> Given information
================

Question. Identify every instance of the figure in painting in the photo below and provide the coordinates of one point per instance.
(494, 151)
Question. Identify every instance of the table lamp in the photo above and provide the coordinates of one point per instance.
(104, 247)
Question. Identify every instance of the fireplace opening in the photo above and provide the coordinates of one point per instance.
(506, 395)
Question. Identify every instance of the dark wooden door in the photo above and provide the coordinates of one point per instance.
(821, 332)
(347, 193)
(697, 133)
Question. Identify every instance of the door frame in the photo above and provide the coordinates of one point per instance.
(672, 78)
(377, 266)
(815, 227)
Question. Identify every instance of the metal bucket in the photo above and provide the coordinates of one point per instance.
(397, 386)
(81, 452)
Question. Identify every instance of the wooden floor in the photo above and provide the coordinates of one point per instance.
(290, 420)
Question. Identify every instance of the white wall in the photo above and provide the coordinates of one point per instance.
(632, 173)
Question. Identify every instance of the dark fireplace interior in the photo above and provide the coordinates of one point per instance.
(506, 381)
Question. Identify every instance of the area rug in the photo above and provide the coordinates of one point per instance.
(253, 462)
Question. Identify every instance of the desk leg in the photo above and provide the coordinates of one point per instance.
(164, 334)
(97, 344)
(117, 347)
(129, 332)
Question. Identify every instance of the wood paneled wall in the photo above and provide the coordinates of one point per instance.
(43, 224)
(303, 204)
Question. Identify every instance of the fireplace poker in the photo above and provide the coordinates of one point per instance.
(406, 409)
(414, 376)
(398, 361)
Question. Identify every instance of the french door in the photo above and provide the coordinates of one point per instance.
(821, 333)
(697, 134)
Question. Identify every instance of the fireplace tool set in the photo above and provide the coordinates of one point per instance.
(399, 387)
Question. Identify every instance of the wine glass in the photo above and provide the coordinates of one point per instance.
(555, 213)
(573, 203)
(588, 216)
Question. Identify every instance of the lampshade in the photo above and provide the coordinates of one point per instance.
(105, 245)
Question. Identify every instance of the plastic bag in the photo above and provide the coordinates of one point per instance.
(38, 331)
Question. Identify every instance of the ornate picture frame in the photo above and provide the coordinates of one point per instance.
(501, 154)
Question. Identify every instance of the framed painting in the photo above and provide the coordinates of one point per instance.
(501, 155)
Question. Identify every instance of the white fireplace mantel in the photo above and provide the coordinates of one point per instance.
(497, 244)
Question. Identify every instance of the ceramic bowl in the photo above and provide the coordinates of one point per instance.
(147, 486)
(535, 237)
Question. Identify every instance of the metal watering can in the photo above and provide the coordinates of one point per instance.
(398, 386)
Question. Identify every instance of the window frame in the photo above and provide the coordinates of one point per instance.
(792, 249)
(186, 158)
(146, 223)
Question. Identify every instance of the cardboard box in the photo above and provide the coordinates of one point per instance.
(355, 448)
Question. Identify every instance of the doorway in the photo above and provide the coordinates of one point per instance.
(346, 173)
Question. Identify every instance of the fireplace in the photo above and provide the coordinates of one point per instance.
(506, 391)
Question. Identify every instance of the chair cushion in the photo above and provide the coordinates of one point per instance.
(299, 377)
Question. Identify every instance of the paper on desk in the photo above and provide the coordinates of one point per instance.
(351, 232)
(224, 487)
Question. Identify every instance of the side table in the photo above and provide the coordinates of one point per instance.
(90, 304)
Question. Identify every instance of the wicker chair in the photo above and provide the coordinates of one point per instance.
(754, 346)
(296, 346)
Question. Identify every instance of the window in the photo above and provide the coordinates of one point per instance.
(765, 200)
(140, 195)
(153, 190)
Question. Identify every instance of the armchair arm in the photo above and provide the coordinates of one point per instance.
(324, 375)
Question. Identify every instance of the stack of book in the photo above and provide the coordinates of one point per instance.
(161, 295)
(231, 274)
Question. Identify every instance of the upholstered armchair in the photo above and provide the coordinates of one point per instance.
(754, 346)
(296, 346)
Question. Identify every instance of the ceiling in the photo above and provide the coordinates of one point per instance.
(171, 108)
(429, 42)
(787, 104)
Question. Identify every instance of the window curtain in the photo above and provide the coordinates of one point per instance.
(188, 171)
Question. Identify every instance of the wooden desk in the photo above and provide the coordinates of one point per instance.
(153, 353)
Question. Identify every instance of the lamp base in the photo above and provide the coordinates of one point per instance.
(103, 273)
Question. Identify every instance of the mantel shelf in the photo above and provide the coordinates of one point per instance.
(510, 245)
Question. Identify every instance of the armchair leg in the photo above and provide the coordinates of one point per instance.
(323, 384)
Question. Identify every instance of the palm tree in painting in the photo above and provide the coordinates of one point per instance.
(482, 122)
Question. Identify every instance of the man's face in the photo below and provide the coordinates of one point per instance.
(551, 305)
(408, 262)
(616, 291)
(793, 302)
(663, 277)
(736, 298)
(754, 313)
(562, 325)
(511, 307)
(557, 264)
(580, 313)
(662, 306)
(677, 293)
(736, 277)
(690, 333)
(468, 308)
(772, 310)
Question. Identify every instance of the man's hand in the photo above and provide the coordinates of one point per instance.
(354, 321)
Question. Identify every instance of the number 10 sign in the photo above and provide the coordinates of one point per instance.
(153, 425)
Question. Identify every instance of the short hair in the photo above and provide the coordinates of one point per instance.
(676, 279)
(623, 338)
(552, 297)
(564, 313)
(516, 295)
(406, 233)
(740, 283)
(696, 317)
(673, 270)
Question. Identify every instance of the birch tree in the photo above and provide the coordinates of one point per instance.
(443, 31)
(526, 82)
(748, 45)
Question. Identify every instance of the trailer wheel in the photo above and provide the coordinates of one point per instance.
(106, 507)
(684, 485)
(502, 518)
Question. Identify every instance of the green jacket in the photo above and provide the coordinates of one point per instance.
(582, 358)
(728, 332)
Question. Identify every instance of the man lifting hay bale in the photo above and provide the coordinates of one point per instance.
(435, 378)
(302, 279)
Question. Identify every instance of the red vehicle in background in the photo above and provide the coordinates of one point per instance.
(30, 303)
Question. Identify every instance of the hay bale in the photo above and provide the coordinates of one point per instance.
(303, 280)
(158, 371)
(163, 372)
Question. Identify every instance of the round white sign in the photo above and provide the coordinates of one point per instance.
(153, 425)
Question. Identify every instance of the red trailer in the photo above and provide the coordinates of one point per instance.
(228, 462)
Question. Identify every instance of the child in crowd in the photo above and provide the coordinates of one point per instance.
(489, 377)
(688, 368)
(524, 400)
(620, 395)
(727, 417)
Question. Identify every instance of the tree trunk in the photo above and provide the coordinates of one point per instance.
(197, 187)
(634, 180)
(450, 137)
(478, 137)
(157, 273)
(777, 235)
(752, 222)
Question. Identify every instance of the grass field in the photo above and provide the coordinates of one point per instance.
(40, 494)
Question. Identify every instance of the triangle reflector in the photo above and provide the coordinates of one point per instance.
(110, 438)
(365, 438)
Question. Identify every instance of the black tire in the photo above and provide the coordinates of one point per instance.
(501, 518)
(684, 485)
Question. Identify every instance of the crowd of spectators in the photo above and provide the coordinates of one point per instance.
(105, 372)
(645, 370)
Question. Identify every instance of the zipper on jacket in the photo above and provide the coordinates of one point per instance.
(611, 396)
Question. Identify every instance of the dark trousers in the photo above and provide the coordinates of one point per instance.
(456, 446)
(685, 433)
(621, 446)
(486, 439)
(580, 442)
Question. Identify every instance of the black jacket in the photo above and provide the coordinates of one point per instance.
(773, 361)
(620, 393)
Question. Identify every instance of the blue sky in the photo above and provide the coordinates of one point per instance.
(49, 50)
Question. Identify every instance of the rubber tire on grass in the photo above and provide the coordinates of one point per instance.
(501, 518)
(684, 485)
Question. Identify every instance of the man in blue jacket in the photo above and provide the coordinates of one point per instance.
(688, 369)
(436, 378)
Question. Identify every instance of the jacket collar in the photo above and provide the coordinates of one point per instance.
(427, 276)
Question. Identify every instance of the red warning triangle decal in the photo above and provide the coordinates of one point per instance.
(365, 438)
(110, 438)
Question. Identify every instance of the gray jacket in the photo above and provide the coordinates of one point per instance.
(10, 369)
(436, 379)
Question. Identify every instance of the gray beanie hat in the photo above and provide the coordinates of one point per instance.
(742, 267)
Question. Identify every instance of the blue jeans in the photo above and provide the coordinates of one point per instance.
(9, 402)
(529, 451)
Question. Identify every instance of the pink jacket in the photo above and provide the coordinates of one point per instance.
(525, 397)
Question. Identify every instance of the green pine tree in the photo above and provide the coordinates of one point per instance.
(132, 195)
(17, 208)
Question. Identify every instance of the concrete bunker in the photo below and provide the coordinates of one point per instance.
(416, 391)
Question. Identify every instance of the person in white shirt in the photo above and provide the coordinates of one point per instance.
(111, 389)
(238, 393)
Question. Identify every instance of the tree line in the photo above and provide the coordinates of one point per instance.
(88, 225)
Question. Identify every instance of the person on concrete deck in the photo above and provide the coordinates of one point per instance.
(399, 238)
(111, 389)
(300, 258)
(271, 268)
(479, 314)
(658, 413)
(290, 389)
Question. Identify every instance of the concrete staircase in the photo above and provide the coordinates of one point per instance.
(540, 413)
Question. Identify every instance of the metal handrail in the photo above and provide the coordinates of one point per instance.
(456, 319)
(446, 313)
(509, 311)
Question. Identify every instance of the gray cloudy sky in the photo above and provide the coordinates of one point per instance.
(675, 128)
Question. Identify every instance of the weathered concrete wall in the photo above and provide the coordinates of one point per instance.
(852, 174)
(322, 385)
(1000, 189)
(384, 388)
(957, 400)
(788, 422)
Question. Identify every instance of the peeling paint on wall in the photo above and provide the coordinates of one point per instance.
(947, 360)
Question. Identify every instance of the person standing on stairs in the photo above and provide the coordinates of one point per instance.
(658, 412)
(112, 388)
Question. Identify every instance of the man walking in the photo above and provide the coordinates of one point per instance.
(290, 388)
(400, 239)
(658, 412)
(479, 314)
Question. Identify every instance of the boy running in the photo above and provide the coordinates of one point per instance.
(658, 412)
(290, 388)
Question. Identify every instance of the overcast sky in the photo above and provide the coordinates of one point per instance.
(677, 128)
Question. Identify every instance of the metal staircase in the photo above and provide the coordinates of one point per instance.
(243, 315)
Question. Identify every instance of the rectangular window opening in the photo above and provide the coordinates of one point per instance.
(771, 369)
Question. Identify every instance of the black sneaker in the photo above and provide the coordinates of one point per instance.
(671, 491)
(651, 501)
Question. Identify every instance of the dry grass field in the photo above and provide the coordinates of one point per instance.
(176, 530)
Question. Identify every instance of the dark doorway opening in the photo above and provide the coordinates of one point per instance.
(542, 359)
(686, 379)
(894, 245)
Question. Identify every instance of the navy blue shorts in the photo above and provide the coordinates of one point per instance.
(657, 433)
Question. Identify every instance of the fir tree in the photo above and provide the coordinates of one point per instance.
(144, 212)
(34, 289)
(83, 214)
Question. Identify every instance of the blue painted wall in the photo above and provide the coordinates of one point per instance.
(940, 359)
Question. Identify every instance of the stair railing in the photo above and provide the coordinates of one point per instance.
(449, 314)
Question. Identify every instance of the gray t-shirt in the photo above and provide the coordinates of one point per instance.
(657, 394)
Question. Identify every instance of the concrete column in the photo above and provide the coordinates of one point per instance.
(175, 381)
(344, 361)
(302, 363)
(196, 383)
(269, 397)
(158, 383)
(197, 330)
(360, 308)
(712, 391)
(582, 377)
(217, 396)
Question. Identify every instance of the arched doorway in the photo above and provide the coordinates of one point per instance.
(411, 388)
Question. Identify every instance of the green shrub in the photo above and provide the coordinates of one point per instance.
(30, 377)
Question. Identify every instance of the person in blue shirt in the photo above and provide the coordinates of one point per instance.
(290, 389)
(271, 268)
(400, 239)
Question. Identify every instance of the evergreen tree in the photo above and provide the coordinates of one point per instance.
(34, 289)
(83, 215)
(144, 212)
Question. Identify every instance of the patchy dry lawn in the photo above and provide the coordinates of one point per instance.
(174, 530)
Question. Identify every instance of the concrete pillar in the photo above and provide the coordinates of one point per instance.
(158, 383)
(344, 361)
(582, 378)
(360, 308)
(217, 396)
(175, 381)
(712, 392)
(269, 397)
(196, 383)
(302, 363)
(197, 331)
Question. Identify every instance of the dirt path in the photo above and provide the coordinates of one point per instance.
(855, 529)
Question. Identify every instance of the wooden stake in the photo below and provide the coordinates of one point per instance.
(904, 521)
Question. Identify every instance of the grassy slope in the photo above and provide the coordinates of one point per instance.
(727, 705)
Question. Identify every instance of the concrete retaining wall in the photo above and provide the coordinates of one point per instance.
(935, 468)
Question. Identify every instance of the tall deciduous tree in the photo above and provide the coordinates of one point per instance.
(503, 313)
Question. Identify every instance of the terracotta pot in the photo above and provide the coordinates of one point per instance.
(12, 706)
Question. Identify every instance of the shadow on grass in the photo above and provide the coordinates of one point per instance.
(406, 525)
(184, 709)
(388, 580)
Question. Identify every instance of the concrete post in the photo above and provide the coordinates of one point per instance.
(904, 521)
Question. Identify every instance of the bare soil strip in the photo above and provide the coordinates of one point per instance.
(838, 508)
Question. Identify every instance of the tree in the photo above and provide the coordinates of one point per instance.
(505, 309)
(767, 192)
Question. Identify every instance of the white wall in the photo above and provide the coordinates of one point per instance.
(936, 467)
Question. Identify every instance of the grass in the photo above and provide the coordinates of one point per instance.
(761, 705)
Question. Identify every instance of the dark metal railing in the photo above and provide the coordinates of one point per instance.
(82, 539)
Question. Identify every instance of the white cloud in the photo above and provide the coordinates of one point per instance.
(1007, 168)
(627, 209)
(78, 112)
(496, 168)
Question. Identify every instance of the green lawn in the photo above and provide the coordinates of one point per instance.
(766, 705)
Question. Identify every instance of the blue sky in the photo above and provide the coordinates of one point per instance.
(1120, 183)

================

> What is needed
Return only what runs from the line containing "Question. Identify every instance of the grass in" to the last line of the records above, both ends included, exactly as written.

> Exercise solution
Question. Identify every instance of the grass in the photo above and provide the coordinates of one point per instance.
(761, 705)
Question. Identify every instance of the dark metal railing in the photo above and provide the coordinates of one point per instance.
(82, 539)
Question. Identify every instance of the white cloud in the photo above and provide the coordinates of one point per instance.
(1007, 168)
(627, 209)
(78, 112)
(496, 168)
Question. Identify every instance of the green lawn in the photo above and provide the coordinates of one point per instance.
(766, 705)
Question. Identify every instance of the blue sky in the photo above and provide the coordinates of one point per instance.
(1120, 183)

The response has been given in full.